-- Start PROVIDED DATA --

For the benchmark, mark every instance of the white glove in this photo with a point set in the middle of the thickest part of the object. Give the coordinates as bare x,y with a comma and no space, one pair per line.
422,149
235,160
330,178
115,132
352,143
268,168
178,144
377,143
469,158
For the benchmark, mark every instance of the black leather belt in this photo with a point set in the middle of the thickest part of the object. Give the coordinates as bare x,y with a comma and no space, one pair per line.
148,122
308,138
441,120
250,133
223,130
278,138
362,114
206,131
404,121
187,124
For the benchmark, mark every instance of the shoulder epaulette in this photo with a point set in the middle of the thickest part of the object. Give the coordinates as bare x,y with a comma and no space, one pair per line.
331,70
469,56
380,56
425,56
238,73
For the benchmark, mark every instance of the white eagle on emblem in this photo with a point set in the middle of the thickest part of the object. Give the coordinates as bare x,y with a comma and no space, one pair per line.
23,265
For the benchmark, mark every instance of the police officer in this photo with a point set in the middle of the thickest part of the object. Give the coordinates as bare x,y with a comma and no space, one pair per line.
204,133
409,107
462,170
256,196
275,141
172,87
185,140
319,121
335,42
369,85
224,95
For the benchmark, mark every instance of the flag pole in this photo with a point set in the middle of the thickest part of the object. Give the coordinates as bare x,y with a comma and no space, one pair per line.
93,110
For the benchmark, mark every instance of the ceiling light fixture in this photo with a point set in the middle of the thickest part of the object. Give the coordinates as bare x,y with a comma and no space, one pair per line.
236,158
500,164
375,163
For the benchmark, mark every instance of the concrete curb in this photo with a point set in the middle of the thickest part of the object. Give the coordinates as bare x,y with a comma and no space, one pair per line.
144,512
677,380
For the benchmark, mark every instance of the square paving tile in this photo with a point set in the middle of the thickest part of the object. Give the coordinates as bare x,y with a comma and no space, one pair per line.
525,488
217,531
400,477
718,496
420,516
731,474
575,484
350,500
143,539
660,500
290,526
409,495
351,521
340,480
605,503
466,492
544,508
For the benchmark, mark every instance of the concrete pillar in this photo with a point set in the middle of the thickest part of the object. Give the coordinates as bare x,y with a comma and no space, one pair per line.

-- End PROVIDED DATA --

### EXERCISE OBJECTIVE
Without changing a word, restate the whole listing.

### TASK ANSWER
For the benchmark, mark every instance of the white glove in this photo with a point set in the middle of the thickest part of the object. Give the coordinates as bare x,y with a comma and no space, one pair per line.
422,149
235,160
330,178
115,132
352,143
268,168
178,144
377,143
469,158
For the benchmark, mark every instance of the black leather belt in this photo with a point set in the middle of the thickest part of the object. Give the coordinates as bare x,y with a comma and no space, one pair per line.
148,122
308,138
441,120
250,133
223,130
278,138
362,114
206,131
404,121
187,124
For the benchmark, mark every instance of the shoulder epaulette in this photo with a point set in the middle of the thickest part of the object. Give the coordinates as bare x,y with a comma and no space, one pair per line.
331,70
469,56
380,56
425,56
238,73
For the benchmark, mark every instance of the white eagle on emblem in this photo with a point set in the middle of the thickest part of the object. Give the coordinates as bare x,y with a comma and no space, one pair per line.
23,265
For the benchmark, mark every instance of the police officer in this photo with a point set in the middle of the thickest part of the object. Give the coordinates as bare x,y with a comma and no space, one pair per line.
204,133
409,107
462,170
256,196
275,141
172,87
185,140
319,121
335,42
369,85
224,95
For the benchmark, mark every instance of the flag pole in this photo with a point set in the middle of the thickest part of the object. Give the coordinates as bare x,y with a comma and no space, one pair per line.
93,110
For the benchmark, mark every instance of the ceiling light fixture in this photo with a point set in the middle of the thickest part of the object. Give the coordinates as bare x,y with a comma and no space, one pair per line.
236,158
500,164
375,163
For the benchmark, mark every instance of the concrete curb in this photo with a point set in the middle of the thickest part of the object. Give the coordinates as bare x,y with a comma and no space, one pair per line.
144,512
677,380
For the benchmark, mark every instance of the square paving tile in this photo with a point set in the middle of the thickest part of the object. Give the coordinates as bare x,y with a comma and no space, one pair per line.
525,488
217,531
400,477
718,496
420,516
731,474
575,484
350,500
143,539
660,500
290,526
409,495
351,521
340,480
605,503
466,492
544,508
For the benchmark, mark every instance of the concrete pillar in this photo with a point set in the middle of the thickest part of the object. Give the coordinates as bare x,y with a comma and no space, one pair per line.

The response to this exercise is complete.